[Selected passage]
'''

Skip to main content

GitHub event mapping tool

Project description

ghmap: GitHub Event Mapping Tool

Tests Linting CodeQL

Dependencies codecov

PyPI Commits License: MIT SWH

ghmap is a Python tool that transforms raw event data from software development platforms (GitHub, GitLab, etc.) into structured actions and activities reflecting contributors' real intent. By abstracting low‑level events like PullRequestEvent, IssuesEvent and DeleteEvent into meaningful operations, ghmap facilitates large‑scale analysis of contributor behavior, with main features:

  • Multi‑platform support works with GitHub and GitLab; easily extensible to other platforms.
  • Versioned mappings automatically selects the correct mapping version based on event timestamps, accommodating platform API changes over time.
  • Custom mappings use your own JSON mapping files for platform‑specific or custom event structures.

The NumFocus Contributor Activities dataset (available on Zenodo) was built using ghmap. It contains over 2 million activities from 180,000+ contributors across 2,800 repositories and 58 projects over three years.


Repository Structure

.
├── LICENSE
├── README.md
├── ghmap/
│   ├── __init__.py
│   ├── cli.py                     # Command‑line interface
│   ├── config/                    # JSON mapping files
│   │   ├── github_action_20150101T000000Z.json
│   │   ├── github_action_20251008T165923Z.json
│   │   ├── github_activity_20150101T000000Z.json
│   │   └── github_activity_20251008T165923Z.json
│   ├── mapping/
│   │   ├── __init__.py
│   │   ├── action_mapper.py       # Maps raw events → actions
│   │   └── activity_mapper.py     # Groups actions → activities
│   ├── preprocess/
│   │   ├── __init__.py
│   │   └── event_processor.py     # Platform‑aware preprocessing
│   └── utils.py
├── pyproject.toml
├── requirements.txt
├── setup.py
└── tests/
    ├── test_cli.py
    └── data/                      # Test fixtures
        ├── custom-*.json
        └── sample-events.json

Installation

ghmap requires Python 3.10 or later. For best practices, install it in an isolated environment to keep your system clean.

'''

[Recorded data]
'''

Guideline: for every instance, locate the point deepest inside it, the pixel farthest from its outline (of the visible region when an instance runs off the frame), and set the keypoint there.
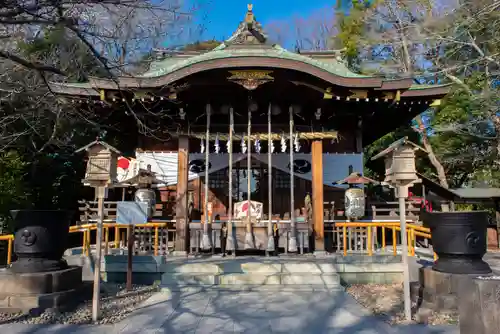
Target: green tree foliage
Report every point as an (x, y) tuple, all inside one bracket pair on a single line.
[(13, 189), (202, 45)]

'''

Pick up the ghmap project description after its last sentence and keep writing it.

[Task result]
Option A: Using uv

# Find more details on how to install uv in its official documentation.
uv tool install ghmap

Option B: Using venv

# Create and activate a virtual environment
python -m venv .venv
source .venv/bin/activate        # macOS/Linux
# or
.\.venv\Scripts\activate         # Windows

# Install ghmap from PyPI
pip install ghmap

Usage

ghmap --raw-events /path/to/events-folder \
      --output-actions /path/to/actions.jsonl \
      --output-activities /path/to/activities.jsonl \
      [--platform github] \
      [--custom-action-mapping custom_event_to_action.json] \
      [--custom-activity-mapping custom_action_to_activity.json] \
      [--mapping-strategy flexible] \
      [--disable-progress-bar]
Argument Description
--raw-events Path to a folder or file containing raw event data (JSON format).
--output-actions Path where mapped actions will be saved (JSON Lines format).
--output-activities Path where mapped activities will be saved (JSON Lines format).
--platform Platform identifier (e.g., github, gitlab). Default: github.
--custom-action-mapping Path to a custom event‑to‑action mapping JSON file.
--custom-activity-mapping Path to a custom action‑to‑activity mapping JSON file.
--mapping-strategy How to handle unknown actions: strict (raise error) or flexible (warn once). Default: flexible.
--disable-progress-bar Disable the progress bar display.

Note: When custom mappings are provided, the automatic version‑based mapping is bypassed. This is useful for processing events from platforms other than GitHub or for using your own mapping definitions.


Versioned Mapping System

Mapping definitions are stored as timestamped JSON files in the config/ directory:

  • {platform}_action_YYYYMMDDTHHMMSSZ.json maps raw events to actions
  • {platform}_activity_YYYYMMDDTHHMMSSZ.json groups actions into activities

For each event, ghmap selects the latest mapping version whose date is ≤ the event’s timestamp. This ensures that historical events are interpreted according to the API schema valid at that time, while recent events use the most up‑to‑date mappings.


Multi‑Platform Support

The --platform argument and platform‑aware preprocessing allow ghmap to handle different event sources. Each mapping file includes a platform field in its metadata, enabling:

  • Correct field paths for type, created_at, etc.
  • Platform‑specific preprocessing (e.g., GitHub’s redundant review event filtering)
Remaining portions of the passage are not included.